In the wake of COVID-19, a common sight outside many businesses was a sign reading "HELP WANTED" or "NOW HIRING." This was a clear indication of the pandemic's impact on the workforce and how challenging it was for many sectors to bounce back. Interestingly, this phenomenon wasn't limited to the commercial world; it extended to our places of worship, particularly affecting the realm of church music and worship.
During the height of the pandemic, our church, like many others, closed its doors, leading to the suspension of regular programs and activities. Worship services moved online, providing a digital solace for many. However, when we reopened, we faced a new challenge: reassembling our congregation and, more specifically, our music ministry.
Many church members found comfort in watching streams from their living rooms. Some discovered churches closer to their homes or simply chose not to return. The impact was particularly felt in our music department. The Salvation Army, unique in its approach, largely relies on home-grown talent. Our musicians and gospel artists are typically members of our church, nurtured and trained within our community. Unlike many churches that hire professional musicians, we invest in developing our own.
This approach has its merits. It fosters a deep sense of community and provides a platform for personal and spiritual growth through music. However, post-COVID, we've seen a significant drop in participation. The once-thriving music ministry is now in need of revival.

REQUIRED WORK:
[A] Using the passage on church music after COVID-19, explain in one to three sentences what the author sees as the merits of developing musicians from within the congregation.
[B] Carry the passage on church music after COVID-19 forward from its final sentence.
The entries that follow have nothing to do with the passage on church music after COVID-19.

INPUT DATA:
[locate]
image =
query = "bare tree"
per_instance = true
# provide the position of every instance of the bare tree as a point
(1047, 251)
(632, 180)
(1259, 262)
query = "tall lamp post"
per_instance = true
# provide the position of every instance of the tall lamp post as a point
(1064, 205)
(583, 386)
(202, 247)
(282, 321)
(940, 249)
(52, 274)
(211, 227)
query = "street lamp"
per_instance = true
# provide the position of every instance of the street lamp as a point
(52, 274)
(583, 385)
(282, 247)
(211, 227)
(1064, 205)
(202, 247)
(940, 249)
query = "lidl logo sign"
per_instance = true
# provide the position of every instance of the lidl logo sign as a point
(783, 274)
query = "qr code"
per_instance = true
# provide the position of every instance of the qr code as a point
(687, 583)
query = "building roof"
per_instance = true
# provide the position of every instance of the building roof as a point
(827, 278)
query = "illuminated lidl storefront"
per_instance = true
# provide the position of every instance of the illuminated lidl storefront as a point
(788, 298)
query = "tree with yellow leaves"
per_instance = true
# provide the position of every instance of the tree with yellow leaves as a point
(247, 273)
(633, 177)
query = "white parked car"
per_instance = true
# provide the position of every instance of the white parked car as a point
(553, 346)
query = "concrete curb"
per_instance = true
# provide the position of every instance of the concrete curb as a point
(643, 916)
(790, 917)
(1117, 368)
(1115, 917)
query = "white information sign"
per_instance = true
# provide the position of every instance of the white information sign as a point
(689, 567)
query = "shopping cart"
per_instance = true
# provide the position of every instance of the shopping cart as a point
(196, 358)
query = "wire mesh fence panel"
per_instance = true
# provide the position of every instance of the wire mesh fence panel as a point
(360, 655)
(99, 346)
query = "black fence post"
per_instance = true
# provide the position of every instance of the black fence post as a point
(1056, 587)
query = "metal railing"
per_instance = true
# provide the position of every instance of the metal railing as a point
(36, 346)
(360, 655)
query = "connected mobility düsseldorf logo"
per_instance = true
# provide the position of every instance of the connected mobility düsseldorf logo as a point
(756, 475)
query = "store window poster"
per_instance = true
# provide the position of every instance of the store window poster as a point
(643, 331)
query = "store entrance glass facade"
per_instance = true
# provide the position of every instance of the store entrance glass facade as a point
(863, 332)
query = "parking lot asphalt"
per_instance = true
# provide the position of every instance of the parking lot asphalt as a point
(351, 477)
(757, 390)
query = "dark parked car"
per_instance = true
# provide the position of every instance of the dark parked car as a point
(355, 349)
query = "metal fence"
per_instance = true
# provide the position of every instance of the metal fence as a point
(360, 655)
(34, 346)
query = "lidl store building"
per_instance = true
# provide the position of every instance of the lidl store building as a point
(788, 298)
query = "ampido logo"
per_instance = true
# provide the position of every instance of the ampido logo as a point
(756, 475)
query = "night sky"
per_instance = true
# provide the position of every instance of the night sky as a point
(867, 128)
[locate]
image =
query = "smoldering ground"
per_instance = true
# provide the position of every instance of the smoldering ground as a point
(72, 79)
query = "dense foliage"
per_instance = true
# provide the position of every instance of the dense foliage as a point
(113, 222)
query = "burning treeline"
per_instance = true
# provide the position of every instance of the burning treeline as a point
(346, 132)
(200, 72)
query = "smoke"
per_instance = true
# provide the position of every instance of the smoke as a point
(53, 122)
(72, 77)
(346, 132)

ACTIVITY ANSWERS:
[A] The author says that developing the church's own musicians fosters a deep sense of community. It also gives members a platform for personal and spiritual growth through music.

[B]
It's time for us to perhaps take a leaf out of the book of local businesses. Just as restaurants and stores displayed "Help Wanted" signs, it might be necessary for us to openly invite new talent into our music ministry. We could consider placing a literal or metaphorical sign on our church's front lawn, calling for musicians, worship leaders, band members, and gospel artists.
While we've traditionally not paid our musicians, recognizing the hard work and dedication that goes into their craft, we might need to reconsider this stance. Offering some form of compensation, whether monetary or otherwise, could be a way to appreciate their contributions and encourage participation.
This is not just about filling positions; it's about reigniting a passion for worship and music within our church. The pandemic has undoubtedly changed many aspects of our lives, including how we worship and engage with our faith. As we navigate this new normal, our focus should be on rebuilding and strengthening our community, particularly the music ministry that plays such a vital role in our worship experience.
Let us come together, with open hearts and minds, ready to welcome new talents and rekindle the spirit of worship through music. The post-COVID era presents us with a unique opportunity to redefine and revitalize our approach to church music. With faith, hope, and a little creativity, we can turn this challenge into a blessing for our church and its music ministry.